= EXERCISE DIRECTIONS =
Please retype the records below exactly, leaving out any pictures.

= GIVEN DATA =
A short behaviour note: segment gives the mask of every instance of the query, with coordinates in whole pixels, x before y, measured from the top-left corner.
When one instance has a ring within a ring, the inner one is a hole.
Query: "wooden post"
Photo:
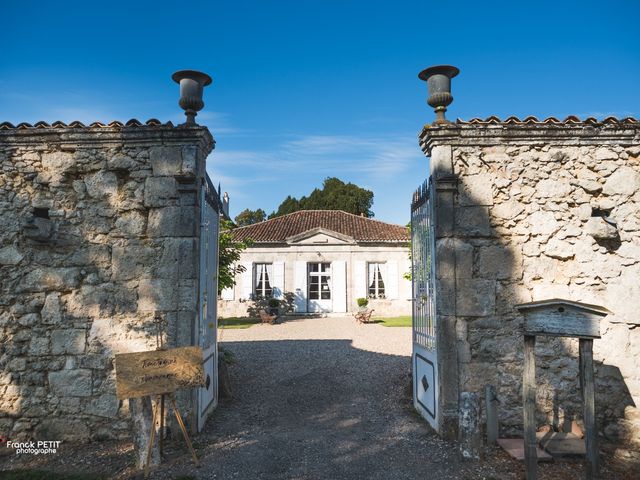
[[[580,388],[582,390],[585,443],[587,450],[587,480],[597,479],[598,430],[596,428],[595,385],[593,380],[593,340],[580,339]]]
[[[524,404],[524,463],[527,480],[538,478],[536,441],[536,337],[524,336],[524,371],[522,399]]]
[[[487,444],[495,445],[498,440],[498,397],[493,385],[484,386],[484,404],[487,420]]]

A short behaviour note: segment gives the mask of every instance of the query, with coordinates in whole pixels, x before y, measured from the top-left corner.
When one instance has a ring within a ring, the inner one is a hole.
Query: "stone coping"
[[[468,121],[458,119],[450,124],[425,125],[418,139],[427,156],[431,155],[431,149],[436,145],[640,145],[640,120],[631,117],[607,117],[601,121],[589,117],[580,120],[575,116],[562,121],[555,117],[538,120],[533,116],[523,120],[513,116],[500,120],[491,116]]]
[[[84,125],[74,121],[37,122],[32,125],[9,122],[0,123],[0,142],[11,146],[58,144],[62,147],[103,148],[105,145],[146,146],[162,144],[196,144],[209,152],[215,140],[209,129],[201,125],[177,125],[150,119],[145,123],[131,119],[125,123],[113,121],[107,124],[93,122]]]

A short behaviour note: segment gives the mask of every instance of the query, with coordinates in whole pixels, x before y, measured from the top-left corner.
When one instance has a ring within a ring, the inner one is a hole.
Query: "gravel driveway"
[[[413,412],[410,328],[310,318],[224,330],[221,345],[236,358],[234,398],[197,439],[203,466],[185,456],[154,478],[522,478],[521,465],[496,450],[460,463],[456,445]],[[570,470],[540,478],[575,478]]]

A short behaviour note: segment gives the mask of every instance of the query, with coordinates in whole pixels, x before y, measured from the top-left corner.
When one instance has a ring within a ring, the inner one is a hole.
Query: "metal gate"
[[[411,202],[413,404],[439,430],[434,251],[434,188],[429,178],[413,194]]]
[[[209,176],[200,194],[200,310],[198,340],[204,354],[205,386],[198,391],[198,431],[218,404],[218,234],[220,200]]]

= WRITTEN ANSWER =
A short behaviour note: segment gives the mask of every instance of the query, with coordinates in whole pixels, x before y, measured from the top-left corner.
When one instance has a ring within a ring, the inner one is a hole.
Query: "wooden post"
Photo:
[[[580,388],[582,390],[585,443],[587,450],[587,480],[597,479],[598,430],[596,428],[595,385],[593,380],[593,340],[580,339]]]
[[[524,404],[524,463],[527,480],[538,478],[536,441],[536,337],[524,336],[524,371],[522,399]]]
[[[487,444],[495,445],[498,440],[498,397],[493,385],[484,386],[484,404],[487,420]]]

A short behaviour note: segment gives the mask of every instance of the query, with coordinates in whole pixels, x before y, measured from the top-left corner.
When one instance has a ring within a ring, the inner one is a hole.
Query: "stone coping"
[[[468,121],[458,119],[450,124],[425,125],[418,139],[427,156],[431,155],[431,149],[436,145],[640,145],[640,120],[631,117],[607,117],[601,121],[589,117],[580,120],[575,116],[562,121],[555,117],[538,120],[533,116],[523,120],[513,116],[500,120],[491,116]]]
[[[84,125],[74,121],[37,122],[32,125],[9,122],[0,123],[0,142],[11,146],[58,144],[62,147],[103,148],[105,145],[146,146],[162,144],[196,144],[209,152],[215,140],[209,129],[201,125],[177,125],[150,119],[145,123],[131,119],[125,123],[113,121],[107,124],[93,122]]]

A short behaviour note: segment gives the mask of every instance of the query, with coordinates in whole pixels, x before y, measured from the top-left corner.
When one instance has a ring within a ring, the inner one is a hole.
Query: "gravel driveway"
[[[413,412],[410,328],[310,318],[224,330],[221,345],[236,358],[234,398],[197,439],[203,466],[185,456],[154,478],[522,478],[521,465],[496,450],[460,463],[456,445]],[[570,470],[540,478],[575,478]]]

A short behaviour note: segment gives the mask of every instance of the query, with coordinates in whole pixels, x before y, measured from the top-left corner.
When one instance has a ring within a ring, the inner one is a hole.
Query: "metal gate"
[[[411,202],[413,404],[439,430],[434,251],[434,188],[429,178],[413,194]]]
[[[209,176],[200,194],[200,310],[198,340],[204,354],[205,386],[198,391],[198,431],[218,404],[218,234],[220,200]]]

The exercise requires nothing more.